DO THIS – Copy the records below line for line, starting with their first line and stopping after the line that contains "x=256 y=222".

* Begin MATERIAL PROVIDED *

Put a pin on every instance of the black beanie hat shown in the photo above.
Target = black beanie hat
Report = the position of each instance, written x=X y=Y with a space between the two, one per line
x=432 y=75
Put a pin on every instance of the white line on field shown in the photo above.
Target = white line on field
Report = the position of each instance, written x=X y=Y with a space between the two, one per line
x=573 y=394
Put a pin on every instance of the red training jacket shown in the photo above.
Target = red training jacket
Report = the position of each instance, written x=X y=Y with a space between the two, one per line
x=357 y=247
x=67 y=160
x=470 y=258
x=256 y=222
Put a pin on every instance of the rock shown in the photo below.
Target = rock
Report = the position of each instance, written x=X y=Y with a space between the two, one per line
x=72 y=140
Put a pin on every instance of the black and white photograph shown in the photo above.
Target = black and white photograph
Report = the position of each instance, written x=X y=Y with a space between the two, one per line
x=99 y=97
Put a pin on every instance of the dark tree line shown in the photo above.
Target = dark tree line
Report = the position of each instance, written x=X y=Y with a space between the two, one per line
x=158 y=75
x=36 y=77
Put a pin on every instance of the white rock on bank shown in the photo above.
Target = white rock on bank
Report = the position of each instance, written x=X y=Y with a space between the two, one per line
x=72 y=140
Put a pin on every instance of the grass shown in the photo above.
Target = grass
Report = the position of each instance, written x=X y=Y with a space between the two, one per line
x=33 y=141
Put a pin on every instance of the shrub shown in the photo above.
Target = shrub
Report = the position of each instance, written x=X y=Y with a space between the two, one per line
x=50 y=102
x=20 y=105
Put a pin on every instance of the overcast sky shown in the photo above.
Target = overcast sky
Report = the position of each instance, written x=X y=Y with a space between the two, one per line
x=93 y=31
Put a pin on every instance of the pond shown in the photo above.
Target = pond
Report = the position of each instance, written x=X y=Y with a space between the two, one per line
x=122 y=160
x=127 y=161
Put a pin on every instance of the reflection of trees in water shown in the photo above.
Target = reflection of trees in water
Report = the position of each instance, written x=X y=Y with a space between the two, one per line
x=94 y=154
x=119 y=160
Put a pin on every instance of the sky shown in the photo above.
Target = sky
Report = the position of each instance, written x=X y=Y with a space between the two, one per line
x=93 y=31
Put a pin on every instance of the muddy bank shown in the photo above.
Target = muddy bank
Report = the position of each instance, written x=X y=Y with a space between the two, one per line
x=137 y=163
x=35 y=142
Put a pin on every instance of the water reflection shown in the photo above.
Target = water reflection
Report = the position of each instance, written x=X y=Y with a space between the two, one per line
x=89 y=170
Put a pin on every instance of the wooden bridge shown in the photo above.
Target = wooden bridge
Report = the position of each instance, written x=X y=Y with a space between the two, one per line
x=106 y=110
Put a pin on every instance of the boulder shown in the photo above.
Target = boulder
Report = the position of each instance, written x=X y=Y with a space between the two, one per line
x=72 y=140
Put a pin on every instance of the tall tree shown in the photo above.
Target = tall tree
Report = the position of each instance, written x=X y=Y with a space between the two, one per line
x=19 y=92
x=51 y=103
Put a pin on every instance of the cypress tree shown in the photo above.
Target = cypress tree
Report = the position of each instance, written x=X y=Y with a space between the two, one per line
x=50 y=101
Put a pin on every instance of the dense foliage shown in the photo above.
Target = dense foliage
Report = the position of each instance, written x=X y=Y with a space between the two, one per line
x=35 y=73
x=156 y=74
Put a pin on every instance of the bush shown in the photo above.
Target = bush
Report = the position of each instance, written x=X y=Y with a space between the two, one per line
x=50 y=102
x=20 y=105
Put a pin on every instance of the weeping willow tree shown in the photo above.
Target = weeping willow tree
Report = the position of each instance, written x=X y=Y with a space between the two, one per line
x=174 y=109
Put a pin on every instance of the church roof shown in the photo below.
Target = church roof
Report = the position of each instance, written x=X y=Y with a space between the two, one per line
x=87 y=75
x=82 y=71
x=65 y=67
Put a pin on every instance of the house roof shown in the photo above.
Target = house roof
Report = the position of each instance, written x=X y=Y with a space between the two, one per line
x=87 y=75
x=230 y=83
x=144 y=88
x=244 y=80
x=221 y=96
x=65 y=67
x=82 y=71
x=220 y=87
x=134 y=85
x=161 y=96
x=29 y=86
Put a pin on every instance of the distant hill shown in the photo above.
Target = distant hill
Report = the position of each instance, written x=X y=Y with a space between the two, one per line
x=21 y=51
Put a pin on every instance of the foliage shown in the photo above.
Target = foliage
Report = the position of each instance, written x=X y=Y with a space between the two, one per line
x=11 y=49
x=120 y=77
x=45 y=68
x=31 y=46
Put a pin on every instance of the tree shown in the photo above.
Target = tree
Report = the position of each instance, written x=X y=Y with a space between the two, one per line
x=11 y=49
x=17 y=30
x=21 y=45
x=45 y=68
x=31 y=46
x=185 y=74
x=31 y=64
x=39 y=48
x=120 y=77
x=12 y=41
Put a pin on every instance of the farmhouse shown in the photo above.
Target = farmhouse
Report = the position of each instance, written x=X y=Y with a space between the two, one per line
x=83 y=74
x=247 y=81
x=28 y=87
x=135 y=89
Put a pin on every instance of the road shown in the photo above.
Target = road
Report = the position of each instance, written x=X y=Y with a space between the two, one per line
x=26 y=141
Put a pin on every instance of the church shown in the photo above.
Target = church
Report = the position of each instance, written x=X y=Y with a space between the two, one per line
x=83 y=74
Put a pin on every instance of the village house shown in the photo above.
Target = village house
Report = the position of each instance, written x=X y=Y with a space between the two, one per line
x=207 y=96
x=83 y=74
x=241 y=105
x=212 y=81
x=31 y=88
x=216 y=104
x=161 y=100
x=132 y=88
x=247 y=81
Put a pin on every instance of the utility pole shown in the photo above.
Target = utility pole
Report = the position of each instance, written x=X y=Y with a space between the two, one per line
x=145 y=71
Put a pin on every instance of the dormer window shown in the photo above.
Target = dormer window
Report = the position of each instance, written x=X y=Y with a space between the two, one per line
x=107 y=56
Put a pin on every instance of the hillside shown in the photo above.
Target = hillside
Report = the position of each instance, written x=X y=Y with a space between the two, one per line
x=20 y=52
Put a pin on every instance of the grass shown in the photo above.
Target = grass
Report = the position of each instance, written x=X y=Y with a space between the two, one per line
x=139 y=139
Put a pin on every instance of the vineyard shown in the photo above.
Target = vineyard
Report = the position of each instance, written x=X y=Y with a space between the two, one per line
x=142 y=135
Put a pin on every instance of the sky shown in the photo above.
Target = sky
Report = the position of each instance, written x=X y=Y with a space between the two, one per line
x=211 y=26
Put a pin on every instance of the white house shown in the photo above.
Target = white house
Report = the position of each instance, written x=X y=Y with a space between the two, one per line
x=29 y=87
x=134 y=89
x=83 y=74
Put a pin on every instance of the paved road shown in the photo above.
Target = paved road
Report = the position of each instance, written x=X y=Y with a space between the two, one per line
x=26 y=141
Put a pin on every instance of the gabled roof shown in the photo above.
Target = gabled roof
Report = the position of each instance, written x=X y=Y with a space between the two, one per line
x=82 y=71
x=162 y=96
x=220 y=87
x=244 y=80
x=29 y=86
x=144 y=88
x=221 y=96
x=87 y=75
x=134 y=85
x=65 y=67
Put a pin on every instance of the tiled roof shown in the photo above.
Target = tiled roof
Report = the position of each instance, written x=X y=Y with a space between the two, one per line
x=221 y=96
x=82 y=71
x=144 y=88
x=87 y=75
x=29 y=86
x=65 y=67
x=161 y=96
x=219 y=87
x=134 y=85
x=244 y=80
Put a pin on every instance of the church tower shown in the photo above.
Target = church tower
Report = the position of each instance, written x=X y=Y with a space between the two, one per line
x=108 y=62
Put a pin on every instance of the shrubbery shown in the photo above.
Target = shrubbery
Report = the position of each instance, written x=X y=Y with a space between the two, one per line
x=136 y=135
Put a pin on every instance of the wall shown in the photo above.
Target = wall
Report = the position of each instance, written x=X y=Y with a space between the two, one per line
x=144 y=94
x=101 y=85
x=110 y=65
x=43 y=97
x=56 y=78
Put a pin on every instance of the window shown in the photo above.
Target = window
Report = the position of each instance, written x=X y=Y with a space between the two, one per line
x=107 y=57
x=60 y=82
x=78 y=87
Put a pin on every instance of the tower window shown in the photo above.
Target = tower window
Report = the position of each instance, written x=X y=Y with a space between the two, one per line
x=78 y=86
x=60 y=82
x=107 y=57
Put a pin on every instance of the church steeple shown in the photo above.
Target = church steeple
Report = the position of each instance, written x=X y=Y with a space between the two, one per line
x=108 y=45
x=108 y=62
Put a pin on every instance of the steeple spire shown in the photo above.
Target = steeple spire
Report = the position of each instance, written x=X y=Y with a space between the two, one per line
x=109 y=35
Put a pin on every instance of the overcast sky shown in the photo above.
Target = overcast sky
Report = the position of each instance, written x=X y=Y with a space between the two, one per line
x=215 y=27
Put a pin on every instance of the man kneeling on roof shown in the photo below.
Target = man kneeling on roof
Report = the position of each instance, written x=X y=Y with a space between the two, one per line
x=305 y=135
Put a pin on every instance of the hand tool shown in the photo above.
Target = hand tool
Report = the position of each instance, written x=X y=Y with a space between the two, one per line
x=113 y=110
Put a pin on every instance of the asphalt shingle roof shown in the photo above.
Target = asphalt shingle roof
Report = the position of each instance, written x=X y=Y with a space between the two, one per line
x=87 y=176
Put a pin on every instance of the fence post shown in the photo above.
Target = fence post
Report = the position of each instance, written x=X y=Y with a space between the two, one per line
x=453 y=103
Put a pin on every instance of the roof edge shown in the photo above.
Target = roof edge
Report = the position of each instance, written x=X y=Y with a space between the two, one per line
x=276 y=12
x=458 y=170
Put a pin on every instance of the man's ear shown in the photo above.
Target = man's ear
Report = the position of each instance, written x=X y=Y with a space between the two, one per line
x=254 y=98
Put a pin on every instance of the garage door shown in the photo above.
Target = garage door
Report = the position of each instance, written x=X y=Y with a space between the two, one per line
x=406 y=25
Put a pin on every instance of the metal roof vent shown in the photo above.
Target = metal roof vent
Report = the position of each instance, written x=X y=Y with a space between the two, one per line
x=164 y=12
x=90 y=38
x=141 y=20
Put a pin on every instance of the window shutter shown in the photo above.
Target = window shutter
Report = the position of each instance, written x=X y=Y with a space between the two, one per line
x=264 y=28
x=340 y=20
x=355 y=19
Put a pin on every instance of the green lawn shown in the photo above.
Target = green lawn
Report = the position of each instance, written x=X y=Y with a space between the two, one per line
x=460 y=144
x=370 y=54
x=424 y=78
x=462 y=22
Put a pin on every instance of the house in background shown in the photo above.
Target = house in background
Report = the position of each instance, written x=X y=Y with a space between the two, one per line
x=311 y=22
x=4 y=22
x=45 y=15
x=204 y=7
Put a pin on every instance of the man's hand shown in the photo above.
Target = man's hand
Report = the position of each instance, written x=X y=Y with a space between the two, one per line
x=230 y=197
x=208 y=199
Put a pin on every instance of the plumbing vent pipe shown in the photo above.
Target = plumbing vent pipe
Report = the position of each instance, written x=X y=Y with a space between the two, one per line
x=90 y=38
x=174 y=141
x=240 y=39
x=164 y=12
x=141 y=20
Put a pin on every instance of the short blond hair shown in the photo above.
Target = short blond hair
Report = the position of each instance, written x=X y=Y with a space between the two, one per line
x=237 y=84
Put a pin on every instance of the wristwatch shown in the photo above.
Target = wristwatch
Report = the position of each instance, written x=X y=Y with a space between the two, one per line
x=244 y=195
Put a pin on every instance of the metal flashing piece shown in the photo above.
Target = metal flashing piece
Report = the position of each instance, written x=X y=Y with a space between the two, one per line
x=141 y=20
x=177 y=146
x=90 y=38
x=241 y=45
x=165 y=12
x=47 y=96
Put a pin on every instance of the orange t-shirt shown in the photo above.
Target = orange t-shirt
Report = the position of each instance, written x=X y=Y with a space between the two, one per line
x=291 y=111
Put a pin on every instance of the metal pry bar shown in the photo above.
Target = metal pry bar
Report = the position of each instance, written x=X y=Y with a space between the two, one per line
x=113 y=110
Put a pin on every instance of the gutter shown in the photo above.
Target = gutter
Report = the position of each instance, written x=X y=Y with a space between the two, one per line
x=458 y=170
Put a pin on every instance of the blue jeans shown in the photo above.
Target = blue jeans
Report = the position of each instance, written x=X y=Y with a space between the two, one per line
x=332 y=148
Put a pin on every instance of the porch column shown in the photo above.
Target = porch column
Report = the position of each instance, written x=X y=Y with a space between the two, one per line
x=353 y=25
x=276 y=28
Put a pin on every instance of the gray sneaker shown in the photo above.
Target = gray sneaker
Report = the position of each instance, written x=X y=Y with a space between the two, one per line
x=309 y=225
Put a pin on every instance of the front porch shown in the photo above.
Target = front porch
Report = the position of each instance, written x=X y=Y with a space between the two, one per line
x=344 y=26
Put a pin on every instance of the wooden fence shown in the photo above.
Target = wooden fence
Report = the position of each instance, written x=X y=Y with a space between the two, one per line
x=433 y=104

* End MATERIAL PROVIDED *

RESULT OF THIS TASK –
Put a pin on every instance of the black beanie hat shown in the photo above.
Target = black beanie hat
Report = the position of each instance, written x=X y=Y with a space between the two, one per line
x=432 y=75
Put a pin on every instance of the white line on field shown in the photo above.
Target = white line on field
Report = the position of each instance, written x=X y=Y with a space between the two, one per line
x=573 y=394
Put a pin on every instance of the red training jacket shown in the photo above.
Target = red training jacket
Report = the position of each instance, written x=X y=Y with a space between the two, one per line
x=357 y=247
x=67 y=160
x=470 y=258
x=256 y=222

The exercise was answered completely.